__Gegeven tekst__:
“De onafhankelijkheid van Suriname is geen gunstige aangelegenheid geweest. Ik wilde eens geen allochtoon zijn. Ik wilde eens niet meer afhankelijk zijn, maar zelfstandig. Echter is de onafhankelijkheid niet goed uitgelegd aan het volk, daarnaast kende het geen goede voorbereiding en planning. ”, aldus bestuurskundige August Boldewijn, terugblikkend op 42 jaar staatkundige onafhankelijkheid.
Boldewijn zegt dat de onafhankelijkheid van ons land maar twee zaken inhield, namelijk dat Suriname eindelijk het land zelf mocht verdedigen. Met andere woorden, het militair beleid kwam in handen van Suriname.
Daarnaast kwam het buitenlands beleid ook in eigen handen. “Voor de rest waren we al zelfstandig”, haalt hij aan.
Echter is Boldewijn van mening dat het volk niet goed is ingelicht over de onafhankelijkheid. Veel mensen gingen volgens hem ervan uit dat Nederland ons zou verlaten en dat ze geen geld meer zouden geven. Dat is volgens hem ook de reden geweest waarom ruim 30.000 mensen uit Suriname zijn vertrokken. “Dat wil zeggen dat we 30.000 arbeidskrachten hebben verloren”, voegt hij eraan toe.
Verder is hij van mening dat de onafhankelijkheid een slechte start heeft gekend. Elk onafhankelijk land moet duidelijk zijn grenzen kunnen aangeven, dat was niet het geval bij Suriname. Boldewijn zegt dat dit komt door de uitkomst van een bespreking tussen Nederland, Groot-Brittannië, Brits-Guyana en Suriname in 1966. Nederland heeft toen aangegeven, dat de grensbewaking geen aangelegenheid van de militairen was. “Daarom konden de Guyanezen het Tigri gebied in 1969 gewoon inpikken”, aldus de bestuurskundige. Verder zegt hij dat de overname heel erg slecht was, omdat Nederland ons de onafhankelijkheid had opgedrongen. Zo haalt hij aan dat de defensie commissie de macht in augustus kreeg en al in december de structuur af moest hebben. Dit is de reden waarom de meeste structuren van de Troepenmacht zijn overgenomen, terwijl we een eigen militaire structuur moeten hebben.

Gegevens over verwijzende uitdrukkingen
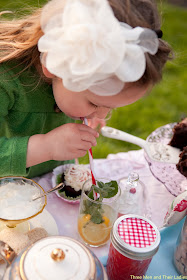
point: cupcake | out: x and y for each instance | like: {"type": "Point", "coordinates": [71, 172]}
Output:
{"type": "Point", "coordinates": [73, 176]}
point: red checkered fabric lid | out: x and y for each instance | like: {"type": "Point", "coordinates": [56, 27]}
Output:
{"type": "Point", "coordinates": [137, 232]}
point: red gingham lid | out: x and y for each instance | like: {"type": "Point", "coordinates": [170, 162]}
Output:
{"type": "Point", "coordinates": [135, 236]}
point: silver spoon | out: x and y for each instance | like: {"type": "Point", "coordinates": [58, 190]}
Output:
{"type": "Point", "coordinates": [58, 187]}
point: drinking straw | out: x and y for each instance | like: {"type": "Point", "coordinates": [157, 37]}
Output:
{"type": "Point", "coordinates": [91, 164]}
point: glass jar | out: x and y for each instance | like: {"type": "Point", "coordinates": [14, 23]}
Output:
{"type": "Point", "coordinates": [180, 254]}
{"type": "Point", "coordinates": [131, 201]}
{"type": "Point", "coordinates": [134, 241]}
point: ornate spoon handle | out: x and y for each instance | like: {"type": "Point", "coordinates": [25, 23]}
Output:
{"type": "Point", "coordinates": [58, 187]}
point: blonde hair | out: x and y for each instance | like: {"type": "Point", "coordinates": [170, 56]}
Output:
{"type": "Point", "coordinates": [19, 37]}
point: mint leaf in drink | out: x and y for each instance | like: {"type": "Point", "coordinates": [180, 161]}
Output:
{"type": "Point", "coordinates": [95, 210]}
{"type": "Point", "coordinates": [109, 189]}
{"type": "Point", "coordinates": [105, 190]}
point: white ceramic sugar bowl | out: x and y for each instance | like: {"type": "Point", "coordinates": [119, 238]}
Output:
{"type": "Point", "coordinates": [55, 257]}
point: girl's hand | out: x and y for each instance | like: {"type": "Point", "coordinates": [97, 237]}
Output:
{"type": "Point", "coordinates": [96, 123]}
{"type": "Point", "coordinates": [70, 141]}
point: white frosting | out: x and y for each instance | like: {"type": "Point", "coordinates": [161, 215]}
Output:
{"type": "Point", "coordinates": [76, 175]}
{"type": "Point", "coordinates": [16, 201]}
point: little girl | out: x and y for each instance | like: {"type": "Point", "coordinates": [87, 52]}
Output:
{"type": "Point", "coordinates": [70, 60]}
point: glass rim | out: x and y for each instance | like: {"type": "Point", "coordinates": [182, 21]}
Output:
{"type": "Point", "coordinates": [34, 215]}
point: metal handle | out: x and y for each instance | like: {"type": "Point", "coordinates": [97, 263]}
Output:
{"type": "Point", "coordinates": [58, 187]}
{"type": "Point", "coordinates": [7, 252]}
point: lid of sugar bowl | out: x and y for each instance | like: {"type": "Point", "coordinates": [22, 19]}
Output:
{"type": "Point", "coordinates": [57, 257]}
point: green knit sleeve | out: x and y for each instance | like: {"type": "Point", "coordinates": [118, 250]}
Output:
{"type": "Point", "coordinates": [13, 150]}
{"type": "Point", "coordinates": [13, 156]}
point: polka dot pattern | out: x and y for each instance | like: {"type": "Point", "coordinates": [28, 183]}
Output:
{"type": "Point", "coordinates": [136, 232]}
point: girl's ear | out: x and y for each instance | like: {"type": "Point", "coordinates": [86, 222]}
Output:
{"type": "Point", "coordinates": [47, 73]}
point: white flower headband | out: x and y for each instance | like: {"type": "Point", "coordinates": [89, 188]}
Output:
{"type": "Point", "coordinates": [89, 48]}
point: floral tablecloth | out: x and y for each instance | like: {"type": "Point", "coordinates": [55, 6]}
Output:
{"type": "Point", "coordinates": [115, 166]}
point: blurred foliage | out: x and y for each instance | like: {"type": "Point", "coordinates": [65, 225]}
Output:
{"type": "Point", "coordinates": [165, 104]}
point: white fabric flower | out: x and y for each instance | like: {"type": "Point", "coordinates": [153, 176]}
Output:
{"type": "Point", "coordinates": [89, 48]}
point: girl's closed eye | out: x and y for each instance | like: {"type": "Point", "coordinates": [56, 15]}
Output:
{"type": "Point", "coordinates": [93, 105]}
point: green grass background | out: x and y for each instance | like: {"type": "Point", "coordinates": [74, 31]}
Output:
{"type": "Point", "coordinates": [168, 100]}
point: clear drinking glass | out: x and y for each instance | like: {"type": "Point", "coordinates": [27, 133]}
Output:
{"type": "Point", "coordinates": [96, 218]}
{"type": "Point", "coordinates": [17, 214]}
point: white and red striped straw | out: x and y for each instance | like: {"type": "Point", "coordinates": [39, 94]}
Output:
{"type": "Point", "coordinates": [91, 164]}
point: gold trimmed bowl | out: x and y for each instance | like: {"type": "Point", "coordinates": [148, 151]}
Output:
{"type": "Point", "coordinates": [16, 205]}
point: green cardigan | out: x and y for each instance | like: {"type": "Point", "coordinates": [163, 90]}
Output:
{"type": "Point", "coordinates": [27, 107]}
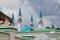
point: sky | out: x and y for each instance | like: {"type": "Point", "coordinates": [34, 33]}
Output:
{"type": "Point", "coordinates": [50, 10]}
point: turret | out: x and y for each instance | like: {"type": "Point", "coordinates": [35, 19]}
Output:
{"type": "Point", "coordinates": [31, 18]}
{"type": "Point", "coordinates": [40, 20]}
{"type": "Point", "coordinates": [19, 20]}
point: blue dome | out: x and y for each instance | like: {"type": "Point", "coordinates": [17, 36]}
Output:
{"type": "Point", "coordinates": [24, 28]}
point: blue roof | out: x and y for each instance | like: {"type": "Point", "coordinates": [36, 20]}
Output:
{"type": "Point", "coordinates": [25, 28]}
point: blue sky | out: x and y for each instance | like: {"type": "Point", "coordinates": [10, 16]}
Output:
{"type": "Point", "coordinates": [50, 9]}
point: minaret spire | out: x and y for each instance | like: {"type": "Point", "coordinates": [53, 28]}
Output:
{"type": "Point", "coordinates": [40, 19]}
{"type": "Point", "coordinates": [19, 12]}
{"type": "Point", "coordinates": [31, 18]}
{"type": "Point", "coordinates": [52, 24]}
{"type": "Point", "coordinates": [13, 19]}
{"type": "Point", "coordinates": [19, 20]}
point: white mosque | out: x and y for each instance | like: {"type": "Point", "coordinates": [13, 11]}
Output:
{"type": "Point", "coordinates": [9, 32]}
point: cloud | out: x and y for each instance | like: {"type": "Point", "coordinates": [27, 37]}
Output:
{"type": "Point", "coordinates": [50, 9]}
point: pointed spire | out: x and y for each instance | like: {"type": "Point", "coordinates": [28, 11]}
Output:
{"type": "Point", "coordinates": [19, 12]}
{"type": "Point", "coordinates": [40, 16]}
{"type": "Point", "coordinates": [12, 16]}
{"type": "Point", "coordinates": [31, 18]}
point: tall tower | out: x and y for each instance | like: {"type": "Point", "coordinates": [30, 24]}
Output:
{"type": "Point", "coordinates": [52, 24]}
{"type": "Point", "coordinates": [12, 19]}
{"type": "Point", "coordinates": [31, 18]}
{"type": "Point", "coordinates": [40, 19]}
{"type": "Point", "coordinates": [19, 20]}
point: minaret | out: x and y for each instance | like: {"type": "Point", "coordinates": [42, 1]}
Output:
{"type": "Point", "coordinates": [52, 24]}
{"type": "Point", "coordinates": [40, 20]}
{"type": "Point", "coordinates": [31, 18]}
{"type": "Point", "coordinates": [12, 19]}
{"type": "Point", "coordinates": [19, 20]}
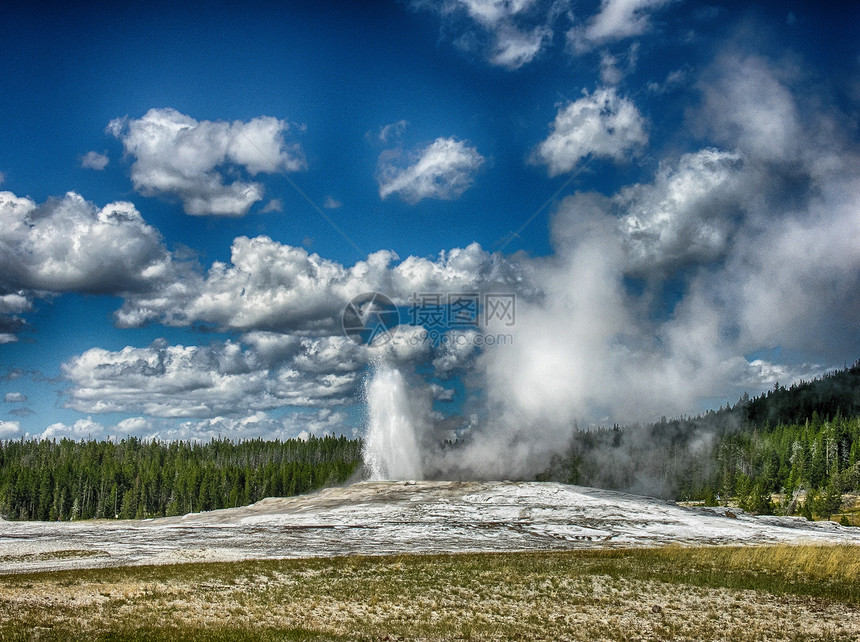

__Opdracht__: Leg in één tot drie zinnen uit waarom de Guyanezen het Tigri-gebied in 1969 konden inpikken, volgens de tekst over de onafhankelijkheid van Suriname. De items komen uit een andere bron.

__Antwoord__: In 1966 was er een bespreking tussen Nederland, Groot-Brittannië, Brits-Guyana en Suriname. Daarin gaf Nederland aan dat de grensbewaking geen zaak van de militairen was. Daarom konden de Guyanezen het Tigri-gebied in 1969 gewoon inpikken.